[Opening The records section]

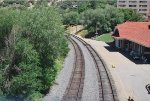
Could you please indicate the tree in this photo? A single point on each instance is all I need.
(70, 18)
(115, 17)
(33, 40)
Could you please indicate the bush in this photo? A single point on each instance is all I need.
(35, 41)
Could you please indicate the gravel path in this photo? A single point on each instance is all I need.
(91, 89)
(57, 91)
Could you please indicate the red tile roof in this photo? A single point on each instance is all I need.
(137, 32)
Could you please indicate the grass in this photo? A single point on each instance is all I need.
(105, 37)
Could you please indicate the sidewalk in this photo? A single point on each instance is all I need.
(130, 78)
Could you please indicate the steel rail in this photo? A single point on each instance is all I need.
(107, 91)
(75, 87)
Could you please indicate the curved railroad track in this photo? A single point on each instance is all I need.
(75, 87)
(107, 91)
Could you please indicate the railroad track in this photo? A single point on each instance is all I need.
(107, 91)
(75, 87)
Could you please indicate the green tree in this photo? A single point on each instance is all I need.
(70, 18)
(33, 40)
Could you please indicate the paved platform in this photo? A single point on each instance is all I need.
(130, 78)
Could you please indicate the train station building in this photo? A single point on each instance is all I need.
(133, 37)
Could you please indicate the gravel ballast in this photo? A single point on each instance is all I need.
(57, 91)
(90, 89)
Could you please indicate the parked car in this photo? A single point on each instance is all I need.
(135, 55)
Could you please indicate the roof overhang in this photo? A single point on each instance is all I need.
(119, 38)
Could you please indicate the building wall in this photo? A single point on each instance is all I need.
(141, 6)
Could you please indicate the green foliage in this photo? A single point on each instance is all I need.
(105, 37)
(70, 18)
(36, 41)
(104, 19)
(83, 33)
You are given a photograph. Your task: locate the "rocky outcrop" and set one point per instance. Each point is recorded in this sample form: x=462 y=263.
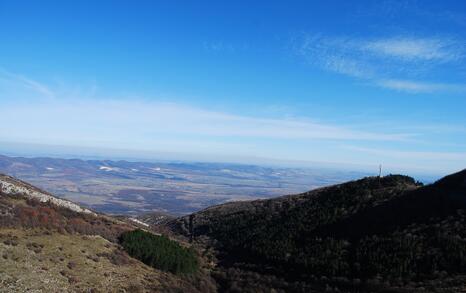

[Closing The records section]

| Exercise instructions |
Nothing but the pictures may be dropped; output the records above exactly.

| Expected output |
Could you please indicate the tree in this photo? A single point on each instance is all I need.
(70, 18)
(115, 17)
(33, 40)
Could you please indicate the bush in this photo? A single point on each instance is all I need.
(35, 41)
Could you please indicate the gravel path in this photo? A single point on each instance is all I need.
(91, 89)
(57, 91)
Could you please indicate the red tile roof in this photo? A single point on each instance is all I need.
(137, 32)
Could you please indicate the grass in this photo? A single point on each instance is all I need.
(105, 37)
Could you please indicate the sidewalk in this photo? A single point on each instance is all I need.
(130, 78)
Could you please indicate the steel rail in this photo? A single point on each instance is all I need.
(107, 91)
(75, 87)
Could you please indicate the curved railroad track in this photo? A single point on each instance is all I need.
(75, 87)
(107, 91)
Could you please indicate the railroad track in this photo? A single point on each instance is all I need.
(107, 91)
(75, 87)
Could you please indicate the green tree in this photo? A single point on each instance is all I need.
(70, 18)
(33, 40)
Could you please indicate the paved platform in this photo? A single point on each instance is all I need.
(130, 78)
Could you please indicate the train station building in this photo? A single point on each instance is all I need.
(133, 37)
Could you please indicate the gravel ballast in this photo? A single point on each instance is all I need.
(57, 91)
(90, 89)
Could you please indicate the parked car in this photo? A single point on each instance is all I need.
(135, 55)
Could you please indicate the roof overhang in this photo? A single point on each instance is all I need.
(119, 38)
Could you please indicate the building wall in this photo? A single point on each instance is all I need.
(141, 6)
Could you please indicate the green foliage in this photo? A single point on each instance is all I need.
(105, 37)
(70, 18)
(36, 41)
(104, 19)
(83, 33)
You are given a photograph. Your task: locate the "rocky outcrop" and set one point per instance. Each point is recorded in this sample form: x=462 y=263.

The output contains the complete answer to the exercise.